DIRECTIONS FOR THIS TASK: The response should contain only those lines of the entries below that include the string "with".

Saved data entries
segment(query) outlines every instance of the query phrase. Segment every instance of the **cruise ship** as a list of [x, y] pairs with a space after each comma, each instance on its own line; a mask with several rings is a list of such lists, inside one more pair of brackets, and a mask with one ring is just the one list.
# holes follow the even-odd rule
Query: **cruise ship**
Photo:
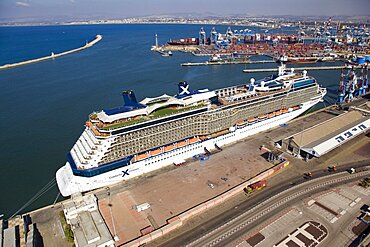
[[56, 172], [63, 196], [109, 186], [276, 127], [322, 101], [326, 89], [306, 71], [284, 65], [250, 83], [191, 91], [138, 102], [132, 91], [124, 104], [93, 112]]

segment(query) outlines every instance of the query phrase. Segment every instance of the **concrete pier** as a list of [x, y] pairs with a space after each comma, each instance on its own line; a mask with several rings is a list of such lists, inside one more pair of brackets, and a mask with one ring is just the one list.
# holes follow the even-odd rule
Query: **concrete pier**
[[259, 61], [219, 61], [219, 62], [202, 62], [202, 63], [182, 63], [181, 66], [204, 66], [204, 65], [225, 65], [225, 64], [257, 64], [257, 63], [275, 63], [273, 60]]
[[22, 65], [26, 65], [26, 64], [30, 64], [30, 63], [37, 63], [37, 62], [41, 62], [41, 61], [44, 61], [44, 60], [48, 60], [48, 59], [68, 55], [68, 54], [71, 54], [71, 53], [89, 48], [89, 47], [95, 45], [96, 43], [98, 43], [102, 39], [103, 39], [103, 36], [98, 34], [98, 35], [96, 35], [96, 37], [93, 41], [87, 43], [86, 45], [84, 45], [82, 47], [79, 47], [79, 48], [76, 48], [76, 49], [73, 49], [73, 50], [69, 50], [69, 51], [65, 51], [65, 52], [61, 52], [61, 53], [57, 53], [57, 54], [51, 53], [50, 56], [31, 59], [31, 60], [27, 60], [27, 61], [23, 61], [23, 62], [19, 62], [19, 63], [5, 64], [5, 65], [0, 66], [0, 69], [9, 69], [9, 68], [17, 67], [17, 66], [22, 66]]
[[[320, 66], [320, 67], [296, 67], [294, 70], [301, 71], [301, 70], [337, 70], [337, 69], [345, 69], [348, 68], [346, 66]], [[358, 66], [356, 67], [358, 68]], [[289, 69], [289, 68], [287, 68]], [[255, 72], [275, 72], [278, 71], [278, 68], [266, 68], [266, 69], [244, 69], [243, 72], [245, 73], [255, 73]]]

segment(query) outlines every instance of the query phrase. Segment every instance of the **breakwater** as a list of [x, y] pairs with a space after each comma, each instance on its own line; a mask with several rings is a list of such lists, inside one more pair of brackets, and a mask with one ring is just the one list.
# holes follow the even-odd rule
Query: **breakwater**
[[48, 59], [57, 58], [57, 57], [61, 57], [61, 56], [64, 56], [64, 55], [68, 55], [68, 54], [71, 54], [71, 53], [74, 53], [74, 52], [78, 52], [78, 51], [87, 49], [89, 47], [92, 47], [93, 45], [95, 45], [96, 43], [98, 43], [102, 39], [103, 39], [103, 36], [100, 35], [100, 34], [98, 34], [98, 35], [96, 35], [96, 37], [95, 37], [94, 40], [90, 41], [89, 43], [86, 43], [86, 45], [81, 46], [79, 48], [72, 49], [72, 50], [65, 51], [65, 52], [61, 52], [61, 53], [57, 53], [57, 54], [51, 53], [50, 56], [35, 58], [35, 59], [23, 61], [23, 62], [12, 63], [12, 64], [4, 64], [4, 65], [1, 65], [0, 66], [0, 69], [10, 69], [10, 68], [17, 67], [17, 66], [27, 65], [27, 64], [31, 64], [31, 63], [37, 63], [37, 62], [45, 61], [45, 60], [48, 60]]

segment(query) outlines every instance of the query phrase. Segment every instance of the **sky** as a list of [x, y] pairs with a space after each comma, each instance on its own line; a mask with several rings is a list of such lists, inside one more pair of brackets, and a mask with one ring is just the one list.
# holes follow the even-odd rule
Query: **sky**
[[118, 19], [165, 14], [258, 17], [369, 13], [370, 0], [0, 0], [0, 20]]

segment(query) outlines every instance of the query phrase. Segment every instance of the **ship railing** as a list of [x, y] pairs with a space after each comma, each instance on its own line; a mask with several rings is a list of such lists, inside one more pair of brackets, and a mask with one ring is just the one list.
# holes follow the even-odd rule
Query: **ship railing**
[[87, 135], [90, 137], [90, 140], [95, 144], [95, 145], [98, 145], [100, 144], [100, 141], [96, 140], [95, 136], [93, 133], [91, 133], [90, 130], [86, 130], [87, 132]]
[[85, 150], [85, 152], [89, 155], [91, 155], [92, 153], [92, 150], [91, 148], [89, 147], [89, 145], [87, 145], [86, 141], [84, 138], [80, 138], [79, 139], [80, 143], [81, 143], [81, 146], [83, 147], [83, 149]]
[[93, 150], [96, 150], [97, 147], [95, 146], [95, 144], [91, 141], [90, 137], [87, 135], [86, 131], [84, 131], [82, 133], [82, 137], [83, 139], [87, 142], [87, 144], [89, 145], [89, 147]]
[[90, 139], [91, 142], [93, 142], [95, 145], [98, 144], [98, 141], [96, 140], [94, 134], [90, 130], [86, 130], [86, 135]]
[[87, 154], [86, 150], [82, 147], [82, 144], [79, 140], [77, 140], [75, 146], [77, 147], [76, 152], [79, 151], [84, 157], [84, 159], [87, 159], [87, 157], [89, 157], [89, 155]]
[[78, 160], [80, 164], [86, 164], [87, 162], [84, 160], [84, 158], [81, 156], [79, 152], [76, 151], [76, 147], [73, 147], [71, 150], [71, 155], [74, 160]]
[[92, 147], [90, 146], [90, 144], [86, 141], [85, 137], [84, 136], [81, 136], [80, 137], [80, 140], [82, 142], [82, 146], [84, 146], [85, 150], [87, 151], [88, 154], [92, 154], [93, 153], [93, 150], [92, 150]]
[[89, 155], [86, 153], [85, 149], [82, 147], [81, 142], [77, 141], [76, 146], [77, 146], [78, 151], [84, 157], [84, 159], [88, 159]]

ANSWER BELOW:
segment(query) outlines every instance of the query phrase. Segment every instance of the **cruise ship** as a list of [x, y] pairs with a space after each comma, each instance on its own line; a mask with several rings is a list of such lists, inside one more pair of brackets, and a mask with one ring is just the one list.
segment(query) outlines every instance of the query phrase. Segment every instance of the **concrete pier** as a list of [x, y] pairs with a space after each comma, each instance on its own line; a mask with several rings is a list of such lists, inside one more pair of brackets, and a mask with one ring is just the one list.
segment(query) outlines every instance of the query phrase. Segment every instance of the **breakwater** as a list of [x, y] pairs with a space after each comma, each instance on its own line; a mask with several rings is a list of such lists, inside one more pair of brackets, and a mask with one ring is just the one list.
segment(query) outlines every instance of the query phrase. Segment every instance of the **sky** as a list of [x, y] pairs with a space after each comma, each instance on its own line; a mask with several rings is a list of such lists, inside one more pair of brackets, and a mask with one ring is just the one list.
segment(query) outlines every instance of the query phrase. Segment every instance of the **ship railing** as a list of [x, y] pairs with a space after each comma, each instance on its own line; a mask with several rings is a list of such lists, inside one more pair of brackets, and a mask with one ring is just the one list.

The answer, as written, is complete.